Written request 1 ▸ In the records, convert the part that opens with the line containing "task: provide the mask of every instance of the person" and closes with the line containing "113 L 0 109" into a JSON list of strings, one string per line, both end lines included and blank lines omitted.

Page extract ▸
The Resilience Ladder: Why the Things You Buy to Feel Safe Don’t Save You

Last time I gave one agent one decision. This week I asked 3,000 disruptions a harder question.

Last week I handed an AI agent the reorder button and watched it rebuild the bullwhip effect from scratch. One SKU, one decision, one simulation. The lesson was tidy: a system that reacts too fast manufactures its own volatility.

But that was a model I built. I controlled the demand, the lead time, the seed. A fair question came back: what actually happens when real disruptions hit real firms, and what separates the ones that shrug them off from the ones that bleed?

So this week I pulled a bigger lever. I took 3,000 disruption events and asked a blunt question of all of them at once. What predicts the damage?

The answer surprised me, because it argues against most of what gets bought in the name of resilience.

Here is the claim I’ll defend for the rest of this post: the things teams buy to feel safe barely move the outcome. The dual-source checkbox, the thicker mitigation playbook, the count of approved alternates. Near-zero. What moves the outcome is something you can’t purchase in a single quarter. Call it resilience maturity, the slow climb from reacting to adapting.

What the data is, and what it is not

First, the honest part. The dataset is xpertsystems/mfg006-sample: 3,000 synthetic supply-chain disruption events across 113 columns, published by xpertsystems under a CC-BY-NC-4.0 license. You can pull it yourself from Hugging Face.

Synthetic matters. This is not a measurement of the real world. It is a structured simulation that lets you reason about relationships and self-assess your own posture against a coherent model. Every number below describes patterns inside that simulation. Treat them as association, never as proof of cause. Nobody ran a controlled experiment where firms were randomly assigned a resilience posture.

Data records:
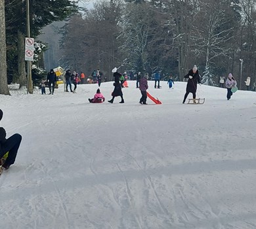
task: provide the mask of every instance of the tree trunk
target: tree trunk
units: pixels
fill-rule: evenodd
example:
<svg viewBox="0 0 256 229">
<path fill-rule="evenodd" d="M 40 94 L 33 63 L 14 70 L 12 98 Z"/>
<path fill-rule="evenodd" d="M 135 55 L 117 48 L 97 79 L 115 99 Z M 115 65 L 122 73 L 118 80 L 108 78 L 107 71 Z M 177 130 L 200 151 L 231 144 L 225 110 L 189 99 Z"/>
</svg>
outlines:
<svg viewBox="0 0 256 229">
<path fill-rule="evenodd" d="M 18 31 L 18 79 L 20 88 L 27 84 L 27 77 L 25 67 L 25 36 Z"/>
<path fill-rule="evenodd" d="M 0 94 L 10 95 L 7 84 L 4 0 L 0 0 Z"/>
</svg>

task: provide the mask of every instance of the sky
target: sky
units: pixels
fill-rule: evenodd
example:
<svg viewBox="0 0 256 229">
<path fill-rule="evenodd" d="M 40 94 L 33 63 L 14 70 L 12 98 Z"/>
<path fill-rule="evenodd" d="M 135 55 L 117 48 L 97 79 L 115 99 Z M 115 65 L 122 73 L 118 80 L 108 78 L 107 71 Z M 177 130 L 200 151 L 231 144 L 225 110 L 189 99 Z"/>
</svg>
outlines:
<svg viewBox="0 0 256 229">
<path fill-rule="evenodd" d="M 182 104 L 186 82 L 148 83 L 161 105 L 139 104 L 135 81 L 123 104 L 107 102 L 113 82 L 100 104 L 96 84 L 0 95 L 0 126 L 22 136 L 0 177 L 0 228 L 256 228 L 256 93 L 202 85 L 205 103 Z"/>
</svg>

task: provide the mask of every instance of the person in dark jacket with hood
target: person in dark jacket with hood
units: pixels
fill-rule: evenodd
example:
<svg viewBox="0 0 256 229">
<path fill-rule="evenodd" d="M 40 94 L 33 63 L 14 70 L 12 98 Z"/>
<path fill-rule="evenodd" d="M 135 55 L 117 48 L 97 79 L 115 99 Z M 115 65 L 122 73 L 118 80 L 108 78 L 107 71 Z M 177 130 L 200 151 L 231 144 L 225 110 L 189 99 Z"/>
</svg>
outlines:
<svg viewBox="0 0 256 229">
<path fill-rule="evenodd" d="M 3 113 L 0 109 L 0 120 L 3 114 Z M 3 170 L 8 169 L 11 165 L 14 164 L 21 140 L 22 136 L 18 133 L 14 133 L 7 139 L 5 130 L 0 127 L 0 175 Z M 8 156 L 6 160 L 3 160 L 2 158 L 7 152 Z"/>
<path fill-rule="evenodd" d="M 47 82 L 48 83 L 49 90 L 50 91 L 49 94 L 53 94 L 54 92 L 55 84 L 57 82 L 57 77 L 53 69 L 50 70 L 47 75 Z M 53 92 L 51 90 L 51 87 L 53 85 Z"/>
<path fill-rule="evenodd" d="M 147 104 L 146 103 L 146 90 L 148 88 L 148 73 L 146 73 L 144 75 L 144 77 L 141 79 L 140 81 L 140 90 L 142 94 L 142 97 L 140 99 L 140 104 Z"/>
<path fill-rule="evenodd" d="M 137 81 L 136 81 L 136 88 L 139 88 L 140 86 L 140 81 L 141 79 L 141 74 L 140 71 L 137 72 Z"/>
<path fill-rule="evenodd" d="M 66 80 L 66 92 L 68 92 L 68 86 L 70 85 L 70 92 L 73 92 L 72 86 L 71 85 L 71 76 L 72 76 L 70 69 L 66 71 L 65 74 L 65 80 Z"/>
<path fill-rule="evenodd" d="M 114 102 L 114 99 L 116 96 L 121 96 L 121 102 L 119 103 L 123 103 L 125 101 L 123 100 L 123 92 L 121 90 L 121 86 L 120 84 L 120 77 L 122 75 L 121 73 L 117 72 L 117 69 L 116 67 L 114 67 L 112 69 L 112 73 L 113 73 L 113 77 L 115 79 L 115 82 L 114 83 L 114 86 L 115 88 L 114 88 L 114 91 L 112 92 L 112 99 L 111 100 L 108 100 L 108 102 L 110 103 L 113 103 Z"/>
<path fill-rule="evenodd" d="M 193 94 L 193 99 L 196 99 L 197 84 L 198 83 L 201 84 L 200 76 L 199 75 L 198 67 L 196 65 L 194 65 L 192 69 L 189 70 L 188 73 L 184 78 L 188 78 L 188 80 L 182 103 L 185 103 L 186 99 L 190 92 Z M 194 100 L 194 103 L 196 103 L 196 100 Z"/>
</svg>

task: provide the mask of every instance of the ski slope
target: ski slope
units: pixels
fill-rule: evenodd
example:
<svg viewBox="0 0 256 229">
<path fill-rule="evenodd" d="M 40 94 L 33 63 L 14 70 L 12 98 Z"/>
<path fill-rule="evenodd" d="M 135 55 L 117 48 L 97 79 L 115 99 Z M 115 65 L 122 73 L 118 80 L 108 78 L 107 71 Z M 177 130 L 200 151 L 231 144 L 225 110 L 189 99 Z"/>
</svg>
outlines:
<svg viewBox="0 0 256 229">
<path fill-rule="evenodd" d="M 23 137 L 0 177 L 0 228 L 256 228 L 256 93 L 202 85 L 205 103 L 188 105 L 186 82 L 149 81 L 163 104 L 144 105 L 128 83 L 123 104 L 106 101 L 113 82 L 101 104 L 96 84 L 0 95 L 0 126 Z"/>
</svg>

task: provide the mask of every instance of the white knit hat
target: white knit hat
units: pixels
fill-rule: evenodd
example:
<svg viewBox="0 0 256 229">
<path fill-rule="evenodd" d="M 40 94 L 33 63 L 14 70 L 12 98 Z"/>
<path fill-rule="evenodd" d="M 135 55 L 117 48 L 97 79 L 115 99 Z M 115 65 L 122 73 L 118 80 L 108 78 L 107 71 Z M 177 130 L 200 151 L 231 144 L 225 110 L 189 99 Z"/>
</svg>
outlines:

Written request 2 ▸ According to the post on resilience maturity, under what license was the disruption dataset published?

Full answer 1 ▸
[
  "task: provide the mask of every instance of the person in dark jacket with hood",
  "target: person in dark jacket with hood",
  "units: pixels",
  "fill-rule: evenodd",
  "example:",
  "<svg viewBox=\"0 0 256 229\">",
  "<path fill-rule=\"evenodd\" d=\"M 40 94 L 33 63 L 14 70 L 12 98 Z\"/>",
  "<path fill-rule=\"evenodd\" d=\"M 135 55 L 117 48 L 97 79 L 115 99 Z M 115 65 L 122 73 L 118 80 L 108 78 L 107 71 Z M 177 130 L 200 151 L 231 144 L 225 110 L 189 99 Z\"/>",
  "</svg>",
  "outlines:",
  "<svg viewBox=\"0 0 256 229\">",
  "<path fill-rule=\"evenodd\" d=\"M 3 113 L 0 109 L 0 120 L 3 114 Z M 3 170 L 8 169 L 11 165 L 14 164 L 21 140 L 22 136 L 18 133 L 14 133 L 7 139 L 5 130 L 0 127 L 0 175 Z M 8 156 L 6 160 L 3 160 L 2 158 L 7 152 Z\"/>"
]

Full answer 2 ▸ CC-BY-NC-4.0